● PAGE EXCERPT

31. In the case of State of Bihar and others Vs. Jain Plastics & Chemicals Ltd.13 a grievance was sought to be raised against deduction of an amount from the final bill to be paid to the contractor due to breach of contract by him. The petition was allowed by the High Court. The matter was taken to the Supreme Court wherein it was held that even if it was possible to decide the question raised in the petition on the basis of affidavits and counter affidavits, it would not be proper to exercise extraordinary jurisdiction under Article 226 of the Constitution in cases of alleged breach of contract. The observations made by the Supreme Court are as follows :-

“2. Limited question involved in this appeal is — whether the High Court ought not to have exercised its jurisdiction under Article 226 of the Constitution of India for granting relief in case of alleged breach of contract.

3. Settled law — writ is not the remedy for enforcing contractual obligations. It is to be reiterated that writ petition under Article 226 is not the proper proceedings for adjudicating such disputes. Under the law, it was open to the respondent to approach the court of competent jurisdiction for appropriate relief for breach of contract…
x x x
7…It is true that many matters could be decided after referring to the contentions raised in the affidavits and counter-affidavits, but that would hardly be a ground for exercise of extraordinary jurisdiction under Article 226 of the Constitution in case of alleged breach of contract. Whether the alleged non-supply of road permits by the appellants would justify breach of contract by the respondent would depend upon facts and evidence and is not required to be decided or dealt with in a writ petition. Such seriously disputed questions or rival claims of the parties with regard to breach of contract are to be investigated and determined on the basis of evidence which may be led by the parties in a properly instituted civil suit rather than by a court exercising prerogative of issuing writs.”

32. Distinguishing private law from public law, it was held in K.K.Saksena vs. International Commission on Irrigation and Drainage and others14 that private law obligations of the State or public authorities are not amenable to writ jurisdiction. The relevant observations made in the judgement are as follows :-

“43. What follows from a minute and careful reading of the aforesaid judgments of this Court is that if a person or authority is “State” within the meaning of Article 12 of the Constitution, admittedly a writ petition under Article 226 would lie against such a person or body. However, we may add that even in such cases writ would not lie to enforce private law rights. There are catena of judgments on this aspect and it is not necessary to refer to those judgments as that is the basic principle of judicial review of an action under the administrative law. The reason is obvious. A private law is that part of a legal system which is a part of common law that involves relationships between individuals, such as law of contract or torts. Therefore, even if writ petition would be maintainable against an authority, which is “State” under Article 12 of the Constitution, before issuing any writ, particularly writ of mandamus, the Court has to satisfy that action of such an authority, which is challenged, is in the domain of public law as distinguished from private law.

(Source records)
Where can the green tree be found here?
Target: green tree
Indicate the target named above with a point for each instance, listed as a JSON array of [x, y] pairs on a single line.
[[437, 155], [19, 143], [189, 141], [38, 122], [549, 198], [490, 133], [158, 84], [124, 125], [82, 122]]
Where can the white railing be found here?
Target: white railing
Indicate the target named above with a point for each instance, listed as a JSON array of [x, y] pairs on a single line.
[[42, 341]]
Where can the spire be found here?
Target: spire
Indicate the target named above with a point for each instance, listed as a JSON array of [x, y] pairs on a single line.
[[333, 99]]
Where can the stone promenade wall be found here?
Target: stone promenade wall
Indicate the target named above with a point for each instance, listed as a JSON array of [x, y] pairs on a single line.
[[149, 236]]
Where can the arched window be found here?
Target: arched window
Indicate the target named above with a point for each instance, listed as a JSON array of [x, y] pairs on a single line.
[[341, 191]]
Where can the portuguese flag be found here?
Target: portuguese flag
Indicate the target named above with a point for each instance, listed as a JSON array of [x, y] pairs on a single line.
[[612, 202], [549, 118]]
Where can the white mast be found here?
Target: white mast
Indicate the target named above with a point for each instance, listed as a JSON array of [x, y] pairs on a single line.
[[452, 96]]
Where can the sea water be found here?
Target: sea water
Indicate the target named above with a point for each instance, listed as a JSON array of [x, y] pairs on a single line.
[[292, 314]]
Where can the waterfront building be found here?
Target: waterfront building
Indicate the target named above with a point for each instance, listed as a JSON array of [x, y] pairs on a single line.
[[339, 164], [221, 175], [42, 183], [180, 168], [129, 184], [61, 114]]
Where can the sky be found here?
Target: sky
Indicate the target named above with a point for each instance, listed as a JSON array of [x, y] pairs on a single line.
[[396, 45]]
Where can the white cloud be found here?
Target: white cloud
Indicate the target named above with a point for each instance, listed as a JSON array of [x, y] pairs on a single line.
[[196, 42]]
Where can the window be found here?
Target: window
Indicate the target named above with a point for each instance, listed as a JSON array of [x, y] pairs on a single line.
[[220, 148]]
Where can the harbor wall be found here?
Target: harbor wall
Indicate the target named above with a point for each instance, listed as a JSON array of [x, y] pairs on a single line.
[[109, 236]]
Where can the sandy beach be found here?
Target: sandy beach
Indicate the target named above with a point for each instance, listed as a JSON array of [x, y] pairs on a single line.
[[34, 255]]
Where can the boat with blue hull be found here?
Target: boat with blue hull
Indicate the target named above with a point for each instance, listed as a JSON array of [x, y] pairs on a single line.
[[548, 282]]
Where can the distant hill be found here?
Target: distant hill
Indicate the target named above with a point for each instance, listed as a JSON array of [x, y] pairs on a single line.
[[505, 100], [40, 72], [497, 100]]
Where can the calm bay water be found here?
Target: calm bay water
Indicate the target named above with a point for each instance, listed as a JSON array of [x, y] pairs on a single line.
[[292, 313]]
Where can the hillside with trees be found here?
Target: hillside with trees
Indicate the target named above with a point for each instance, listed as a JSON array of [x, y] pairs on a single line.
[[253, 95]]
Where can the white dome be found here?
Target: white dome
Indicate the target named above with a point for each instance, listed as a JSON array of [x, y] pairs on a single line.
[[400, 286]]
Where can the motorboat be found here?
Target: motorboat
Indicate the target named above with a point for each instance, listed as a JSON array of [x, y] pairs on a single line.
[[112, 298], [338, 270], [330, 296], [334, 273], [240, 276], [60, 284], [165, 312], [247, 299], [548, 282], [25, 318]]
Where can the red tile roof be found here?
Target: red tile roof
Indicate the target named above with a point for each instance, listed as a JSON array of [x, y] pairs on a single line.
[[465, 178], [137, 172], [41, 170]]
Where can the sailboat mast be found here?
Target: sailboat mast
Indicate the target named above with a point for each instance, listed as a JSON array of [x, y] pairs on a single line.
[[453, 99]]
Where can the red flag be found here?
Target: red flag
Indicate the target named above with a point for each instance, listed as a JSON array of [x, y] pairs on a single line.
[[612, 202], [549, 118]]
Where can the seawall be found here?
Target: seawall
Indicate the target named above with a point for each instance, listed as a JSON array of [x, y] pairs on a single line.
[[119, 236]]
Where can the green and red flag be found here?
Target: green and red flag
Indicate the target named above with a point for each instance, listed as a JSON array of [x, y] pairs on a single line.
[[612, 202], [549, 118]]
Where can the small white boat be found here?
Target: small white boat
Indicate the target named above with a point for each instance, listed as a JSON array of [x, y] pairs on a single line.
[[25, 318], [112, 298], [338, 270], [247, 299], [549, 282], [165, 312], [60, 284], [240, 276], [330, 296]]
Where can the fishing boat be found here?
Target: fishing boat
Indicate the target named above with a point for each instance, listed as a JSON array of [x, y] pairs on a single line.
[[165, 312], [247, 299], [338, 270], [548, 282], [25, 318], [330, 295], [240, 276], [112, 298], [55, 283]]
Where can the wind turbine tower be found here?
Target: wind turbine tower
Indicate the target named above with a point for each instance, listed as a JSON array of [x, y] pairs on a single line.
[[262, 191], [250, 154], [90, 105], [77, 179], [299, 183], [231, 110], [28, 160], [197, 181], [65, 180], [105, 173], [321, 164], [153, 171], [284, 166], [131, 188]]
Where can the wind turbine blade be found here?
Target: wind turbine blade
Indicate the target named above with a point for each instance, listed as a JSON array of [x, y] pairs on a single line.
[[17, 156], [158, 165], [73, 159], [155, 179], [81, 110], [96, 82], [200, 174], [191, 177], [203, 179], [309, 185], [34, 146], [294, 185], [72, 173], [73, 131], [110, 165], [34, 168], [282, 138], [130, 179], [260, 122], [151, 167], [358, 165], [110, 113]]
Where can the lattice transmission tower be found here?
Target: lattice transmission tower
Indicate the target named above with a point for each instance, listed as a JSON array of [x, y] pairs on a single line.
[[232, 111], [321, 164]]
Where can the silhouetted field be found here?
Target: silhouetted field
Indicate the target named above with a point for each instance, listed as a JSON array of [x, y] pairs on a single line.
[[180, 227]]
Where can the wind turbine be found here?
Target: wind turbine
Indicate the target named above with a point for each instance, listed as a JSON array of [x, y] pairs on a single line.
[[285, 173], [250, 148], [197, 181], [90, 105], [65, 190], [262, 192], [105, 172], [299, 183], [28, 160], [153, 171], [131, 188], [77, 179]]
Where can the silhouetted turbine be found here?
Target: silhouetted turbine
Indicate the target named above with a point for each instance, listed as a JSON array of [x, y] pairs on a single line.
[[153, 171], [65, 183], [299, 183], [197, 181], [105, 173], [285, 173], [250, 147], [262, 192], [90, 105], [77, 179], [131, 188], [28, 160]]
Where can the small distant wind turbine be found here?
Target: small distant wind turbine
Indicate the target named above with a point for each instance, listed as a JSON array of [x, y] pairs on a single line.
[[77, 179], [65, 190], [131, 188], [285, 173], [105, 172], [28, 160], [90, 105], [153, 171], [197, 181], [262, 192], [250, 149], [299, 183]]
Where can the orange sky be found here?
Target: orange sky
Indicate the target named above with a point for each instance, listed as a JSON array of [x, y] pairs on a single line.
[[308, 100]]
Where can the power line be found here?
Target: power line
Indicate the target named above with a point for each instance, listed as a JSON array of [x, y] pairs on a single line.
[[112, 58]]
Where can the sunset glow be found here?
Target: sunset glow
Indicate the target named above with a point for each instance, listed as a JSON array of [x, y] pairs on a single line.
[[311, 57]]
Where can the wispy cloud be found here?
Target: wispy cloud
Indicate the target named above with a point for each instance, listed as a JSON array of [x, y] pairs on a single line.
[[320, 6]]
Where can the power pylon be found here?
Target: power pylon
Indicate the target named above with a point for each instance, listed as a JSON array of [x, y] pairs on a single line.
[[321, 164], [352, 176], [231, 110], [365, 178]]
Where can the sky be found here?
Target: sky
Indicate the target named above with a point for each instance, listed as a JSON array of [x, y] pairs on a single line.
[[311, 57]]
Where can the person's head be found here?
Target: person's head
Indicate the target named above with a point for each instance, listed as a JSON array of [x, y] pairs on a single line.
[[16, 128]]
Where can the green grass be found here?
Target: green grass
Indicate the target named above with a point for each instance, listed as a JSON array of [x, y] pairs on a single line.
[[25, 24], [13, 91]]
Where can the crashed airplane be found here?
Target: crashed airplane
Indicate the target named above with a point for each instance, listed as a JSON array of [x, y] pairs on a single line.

● WHAT TO WORK ON
A. Translate this sentence from the writ jurisdiction excerpt into Spanish: "It is to be reiterated that writ petition under Article 226 is not the proper proceedings for adjudicating such disputes."
B. Which two examples of private law does the writ jurisdiction excerpt name?
C. Carry the writ jurisdiction excerpt forward from its final sentence.

● RESULTS FOR THE EXERCISE
A. Debe reiterarse que la petición de writ conforme al Artículo 226 no es el procedimiento adecuado para resolver tales controversias.

B. The law of contract and the law of torts.

C.
44. Within a couple of years of the framing of the Constitution, this Court remarked in Election Commission of India v. Saka Venkata Rao that administrative law in India has been shaped in the English mould. Power to issue writ or any order of direction for “any other purpose” has been held to be included in Article 226 of the Constitution with a view apparently to place all the High Courts in this country in somewhat the same position as the Court of the King’s Bench in England. It is for this reason ordinary “private law remedies” are not enforceable through extraordinary writ jurisdiction, even though brought against public authorities (see Administrative Law, 8th Edition; H.W.R. Wade & C.F. Forsyth, page 656). In a number of decisions, this Court has held that contractual and commercial obligations are enforceable only by ordinary action and not by judicial review.”

33. The Constitution Bench Judgement in the case of Election Commission, India vs. Saka Venkata Subba Rao and others15 and the judgement in the case of R.(Hopley) vs. Liverpool Health Authority16, were referred to for the proposition that contractual and commercial obligations are enforceable only by ordinary action and not by judicial review. It was stated thus :-

“50. We have also pointed out above that in Saka Venkata Rao this Court had observed that administrative law in India has been shaped on the lines of English law. There are a catena of judgments in English courts taking same view, namely, contractual and commercial obligations are enforceable only by ordinary action and not by judicial review. In R. (Hopley) v. Liverpool Health Authority (unreported) (30.7.2002), Justice Pitchford helpfully set out three things that had to be identified when considering whether a public body with statutory powers was exercising a public function amenable to judicial review or a private function. They are: (i) whether the defendant was a public body exercising statutory powers; (ii) whether the function being performed in the exercise of those powers was a public or a private one; and (iii) whether the defendant was performing a public duty owed to the claimant in the particular circumstances under consideration.”

34. The nature of the prerogative remedy of a mandatory order as the normal means for enforcing performance of public duties by public authorities has been considered in Administrative Law by H.W.R. Wade & C.F. Forsyth17, and a distinction has been drawn between public duties enforceable by a mandatory order, which are usually statutory, and duties arising merely from contract. It has been stated thus :-

“A distinction which needs to be clarified is that between public duties enforceable by a mandatory order, which are usually statutory, and duties arising merely from contract. Contractual duties are enforceable as matters of private law by the ordinary contractual remedies, such as damages, injunction, specific performance and declaration. They are not enforceable by a mandatory order, which in the first place is confined to public duties and secondly is not granted where there are other adequate remedies.”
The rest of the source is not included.